** STUDY MATERIAL follows **
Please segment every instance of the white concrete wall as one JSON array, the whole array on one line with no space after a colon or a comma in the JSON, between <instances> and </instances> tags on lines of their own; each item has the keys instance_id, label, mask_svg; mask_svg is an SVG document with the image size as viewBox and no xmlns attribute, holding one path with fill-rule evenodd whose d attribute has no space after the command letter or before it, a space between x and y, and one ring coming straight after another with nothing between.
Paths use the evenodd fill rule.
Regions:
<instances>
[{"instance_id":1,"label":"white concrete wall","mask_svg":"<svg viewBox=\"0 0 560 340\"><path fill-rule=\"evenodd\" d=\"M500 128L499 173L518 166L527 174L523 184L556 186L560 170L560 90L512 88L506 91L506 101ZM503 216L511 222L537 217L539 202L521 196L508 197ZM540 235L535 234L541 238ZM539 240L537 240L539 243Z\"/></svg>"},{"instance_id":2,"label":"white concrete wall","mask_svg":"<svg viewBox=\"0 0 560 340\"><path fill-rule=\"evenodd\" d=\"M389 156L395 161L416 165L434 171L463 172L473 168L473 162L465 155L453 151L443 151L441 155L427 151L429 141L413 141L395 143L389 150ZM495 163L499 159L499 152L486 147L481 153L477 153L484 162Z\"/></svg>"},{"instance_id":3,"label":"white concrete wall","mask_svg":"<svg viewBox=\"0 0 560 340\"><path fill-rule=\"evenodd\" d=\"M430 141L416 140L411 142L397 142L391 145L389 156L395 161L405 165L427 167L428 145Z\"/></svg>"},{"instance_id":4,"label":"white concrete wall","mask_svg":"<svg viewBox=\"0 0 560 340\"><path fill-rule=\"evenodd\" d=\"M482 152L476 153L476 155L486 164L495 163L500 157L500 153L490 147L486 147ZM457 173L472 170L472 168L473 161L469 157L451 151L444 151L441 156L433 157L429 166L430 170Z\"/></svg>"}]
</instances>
** End of STUDY MATERIAL **
All of the data above needs to be retyped exactly, with each line as it stands.

Please segment every instance of the white concrete wall as one JSON array, the whole array on one line with no space after a colon or a comma in the JSON, between <instances> and </instances> tags on lines of their own; each item has the keys instance_id, label, mask_svg; mask_svg is an SVG document with the image size as viewBox and no xmlns attribute, holding one path with fill-rule evenodd whose d attribute has no space after the command letter or before it, a space between x and y, and one ring coming straight after another with nothing between.
Paths use the evenodd fill rule.
Regions:
<instances>
[{"instance_id":1,"label":"white concrete wall","mask_svg":"<svg viewBox=\"0 0 560 340\"><path fill-rule=\"evenodd\" d=\"M500 128L499 173L518 166L527 174L523 184L556 186L560 170L560 90L512 88L506 91L506 101ZM503 216L511 222L537 217L539 202L521 196L508 197ZM540 235L535 234L541 238ZM539 240L537 240L539 243Z\"/></svg>"},{"instance_id":2,"label":"white concrete wall","mask_svg":"<svg viewBox=\"0 0 560 340\"><path fill-rule=\"evenodd\" d=\"M389 156L395 161L416 165L434 171L463 172L473 168L473 162L465 155L453 151L443 151L441 155L427 151L429 141L413 141L395 143L389 150ZM495 163L499 159L499 152L486 147L481 153L477 153L484 162Z\"/></svg>"},{"instance_id":3,"label":"white concrete wall","mask_svg":"<svg viewBox=\"0 0 560 340\"><path fill-rule=\"evenodd\" d=\"M430 141L416 140L411 142L397 142L391 145L389 156L395 161L405 165L427 167L428 145Z\"/></svg>"},{"instance_id":4,"label":"white concrete wall","mask_svg":"<svg viewBox=\"0 0 560 340\"><path fill-rule=\"evenodd\" d=\"M482 152L476 153L476 155L486 164L495 163L500 157L500 153L490 147L486 147ZM457 173L472 170L472 168L473 161L469 157L451 151L444 151L441 156L433 157L429 166L430 170Z\"/></svg>"}]
</instances>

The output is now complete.